出題 1
文化大革命についての文章のうち、「1959年4月27日、毛沢東」から「ことには驚きを禁じ得ません。」までを、両端を含めて一字も変えずに書き写すこと。
出題 2
文化大革命についての文章を、最後の文の後から書き継ぐこと。

==== 提示文 ====

1959年4月27日、毛沢東が中華人民共和国主席(国家主席)を辞任、全国人民代表大会常務委員長で中国共産党内序列2位の劉少奇が後任となりました。人民民主主義国家の建設から唐突に社会主義への移行を図り、無謀な大躍進政策を強行した結果国内の混乱と疲弊を招いた責任を取らざるを得なくなったのです。しかし5年余りの雌伏期間中、民衆に対して自らの神格化を巧みに進めるとともに劉や中央書記処総書記として経済調整を主導した鄧小平に走資派のレッテルを貼り、彼らを反革命分子として大学などの教育機関を通じ若者の啓蒙に成功、党や国家機関に対する造反に駆り立てることで復権します。所謂文化大革命の始まりです。

この劇的な復活を牽引したのは、毛の純粋な危機感だったでしょう。このままでは資本主義に侵されて理想とする国家像とかけ離れてしまうとの。しかし、どう考えても毛の路線は誤りであることを死に至るまで気付くことがなく、頑迷なまでに貫き通したことは中国の大きな不幸ですね。革命家としては偉大だったかもしれませんが政治家としては誤りの連続であり、晩年に及んで時代錯誤ともいえる最大の惨禍を国にもたらしたのですから。まさに老害そのものでしょう。文化大革命の10年で失われたものは、日本における「失われた10年」の比ではないですからね。数千万に及ぶ自国民を死に追いやるなどという暴挙は、ヨシフ・スターリン以外例を見ないです。これほどの暴君が、ほぼ同時期に存在したことには驚きを禁じ得ません。

==== 記録の抜粋 ====

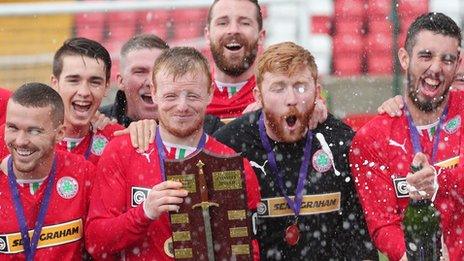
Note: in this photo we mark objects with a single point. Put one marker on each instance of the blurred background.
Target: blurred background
(354, 41)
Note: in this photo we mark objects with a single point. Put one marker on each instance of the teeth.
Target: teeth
(23, 152)
(431, 81)
(232, 45)
(82, 103)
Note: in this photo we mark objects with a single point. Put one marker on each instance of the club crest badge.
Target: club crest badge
(169, 247)
(67, 187)
(453, 125)
(98, 144)
(321, 161)
(262, 208)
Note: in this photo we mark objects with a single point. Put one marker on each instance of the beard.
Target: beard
(182, 131)
(277, 123)
(235, 67)
(427, 105)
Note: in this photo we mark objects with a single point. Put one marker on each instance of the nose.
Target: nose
(182, 105)
(84, 89)
(291, 98)
(233, 27)
(22, 139)
(435, 65)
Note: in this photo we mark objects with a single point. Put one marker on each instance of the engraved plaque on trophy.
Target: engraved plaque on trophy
(213, 222)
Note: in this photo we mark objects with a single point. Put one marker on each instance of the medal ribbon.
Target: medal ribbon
(30, 246)
(89, 148)
(295, 204)
(415, 136)
(162, 153)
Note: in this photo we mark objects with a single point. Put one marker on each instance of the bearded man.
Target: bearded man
(427, 132)
(309, 208)
(234, 33)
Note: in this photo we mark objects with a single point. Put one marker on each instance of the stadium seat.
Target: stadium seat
(187, 30)
(321, 24)
(380, 63)
(380, 25)
(347, 43)
(348, 26)
(347, 64)
(405, 22)
(90, 25)
(121, 25)
(155, 22)
(379, 8)
(356, 121)
(413, 7)
(349, 8)
(378, 42)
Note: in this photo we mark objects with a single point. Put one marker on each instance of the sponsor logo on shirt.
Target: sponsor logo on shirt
(98, 144)
(453, 124)
(311, 205)
(401, 187)
(67, 187)
(321, 161)
(54, 235)
(138, 195)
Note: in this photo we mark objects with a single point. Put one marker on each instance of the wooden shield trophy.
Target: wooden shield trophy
(213, 222)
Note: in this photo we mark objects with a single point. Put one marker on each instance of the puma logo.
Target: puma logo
(256, 165)
(147, 154)
(396, 144)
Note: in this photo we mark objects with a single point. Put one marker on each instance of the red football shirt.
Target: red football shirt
(62, 236)
(117, 222)
(380, 158)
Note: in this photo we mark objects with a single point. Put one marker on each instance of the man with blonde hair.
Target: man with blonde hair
(131, 195)
(309, 209)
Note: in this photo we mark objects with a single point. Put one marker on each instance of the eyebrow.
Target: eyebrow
(422, 52)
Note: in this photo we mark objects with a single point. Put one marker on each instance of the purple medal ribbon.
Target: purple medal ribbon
(295, 204)
(162, 154)
(30, 246)
(88, 150)
(414, 134)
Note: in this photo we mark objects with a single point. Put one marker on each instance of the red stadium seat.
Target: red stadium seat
(347, 43)
(380, 25)
(379, 42)
(121, 25)
(90, 25)
(380, 63)
(155, 22)
(347, 64)
(405, 22)
(413, 7)
(321, 24)
(198, 15)
(356, 121)
(379, 8)
(349, 8)
(187, 30)
(347, 26)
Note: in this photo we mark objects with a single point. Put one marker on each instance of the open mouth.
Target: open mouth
(81, 106)
(291, 120)
(233, 46)
(147, 98)
(430, 86)
(24, 152)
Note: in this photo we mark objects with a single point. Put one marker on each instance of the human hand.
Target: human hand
(99, 121)
(319, 114)
(141, 132)
(164, 197)
(392, 106)
(422, 183)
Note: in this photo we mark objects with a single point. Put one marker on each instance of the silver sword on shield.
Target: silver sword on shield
(205, 206)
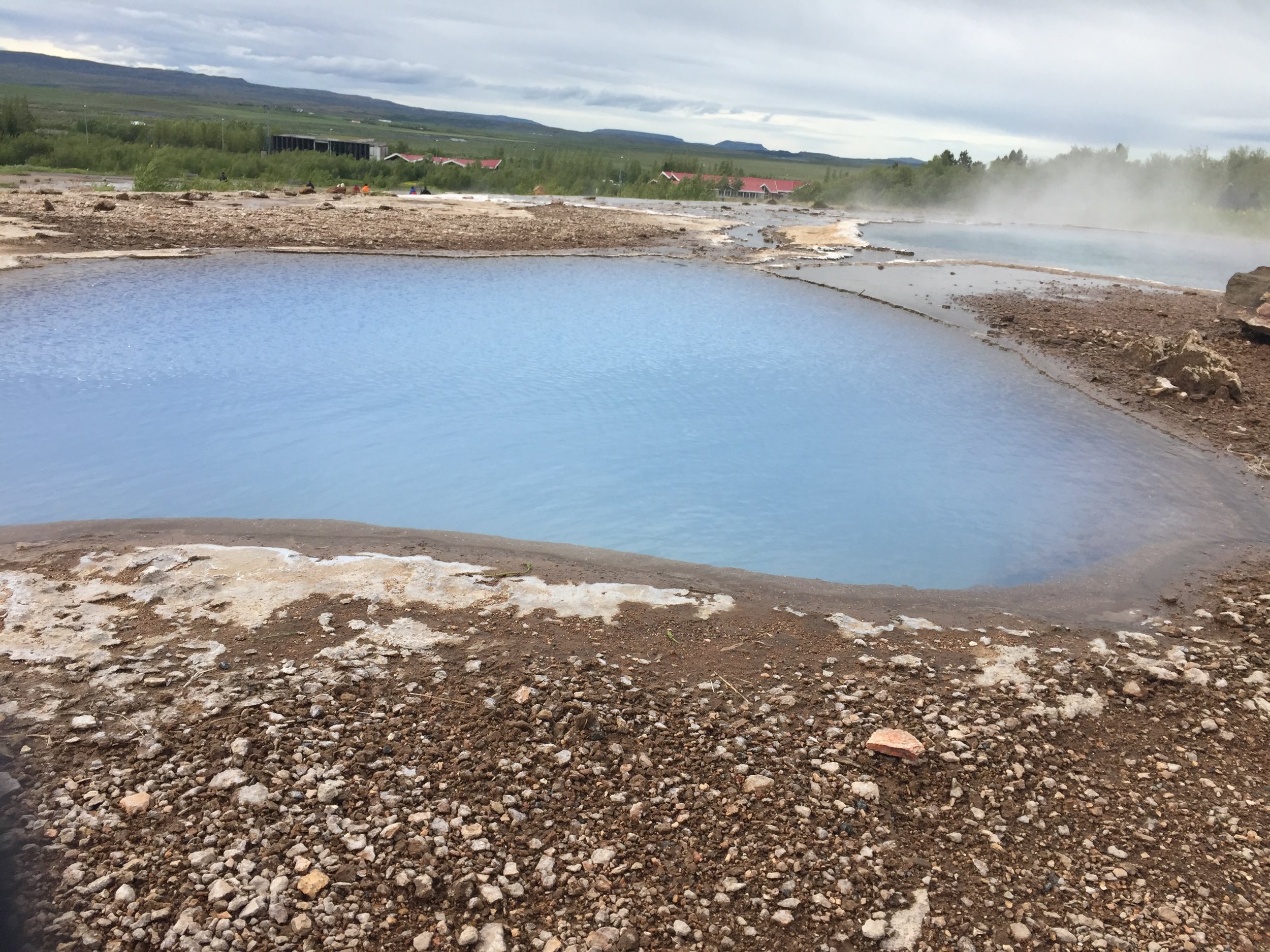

====

出力 1
1959年4月27日、毛沢東が中華人民共和国主席(国家主席)を辞任、全国人民代表大会常務委員長で中国共産党内序列2位の劉少奇が後任となりました。人民民主主義国家の建設から唐突に社会主義への移行を図り、無謀な大躍進政策を強行した結果国内の混乱と疲弊を招いた責任を取らざるを得なくなったのです。しかし5年余りの雌伏期間中、民衆に対して自らの神格化を巧みに進めるとともに劉や中央書記処総書記として経済調整を主導した鄧小平に走資派のレッテルを貼り、彼らを反革命分子として大学などの教育機関を通じ若者の啓蒙に成功、党や国家機関に対する造反に駆り立てることで復権します。所謂文化大革命の始まりです。

この劇的な復活を牽引したのは、毛の純粋な危機感だったでしょう。このままでは資本主義に侵されて理想とする国家像とかけ離れてしまうとの。しかし、どう考えても毛の路線は誤りであることを死に至るまで気付くことがなく、頑迷なまでに貫き通したことは中国の大きな不幸ですね。革命家としては偉大だったかもしれませんが政治家としては誤りの連続であり、晩年に及んで時代錯誤ともいえる最大の惨禍を国にもたらしたのですから。まさに老害そのものでしょう。文化大革命の10年で失われたものは、日本における「失われた10年」の比ではないですからね。数千万に及ぶ自国民を死に追いやるなどという暴挙は、ヨシフ・スターリン以外例を見ないです。これほどの暴君が、ほぼ同時期に存在したことには驚きを禁じ得ません。

出力 2
国家主席となっていた劉少奇は激しい攻撃に晒されて失脚します。日本では長い間消息不明とされ、その死が明らかになったのは没後10年を経てからです。監禁されたうえ暴行を受け、病状が悪化しても放置されて汚物は垂れ流し状態という悲惨な死は、一党独裁の強権国家に人道的配慮は皆無であることを思い知らされます。スターリンのようにスパッと銃殺してくれたほうが遥かにマシですよね。いっぽう鄧小平は復活と失脚を経て、毛沢東の死後最高権力者に登り詰めています。毛が鄧を「まだ使える」として党籍を剝奪しなかったとされていますが、最終的に鄧が文化大革命に引導を渡したことを考えると皮肉なことです。やはり毛は老耄していたのではないでしょうか。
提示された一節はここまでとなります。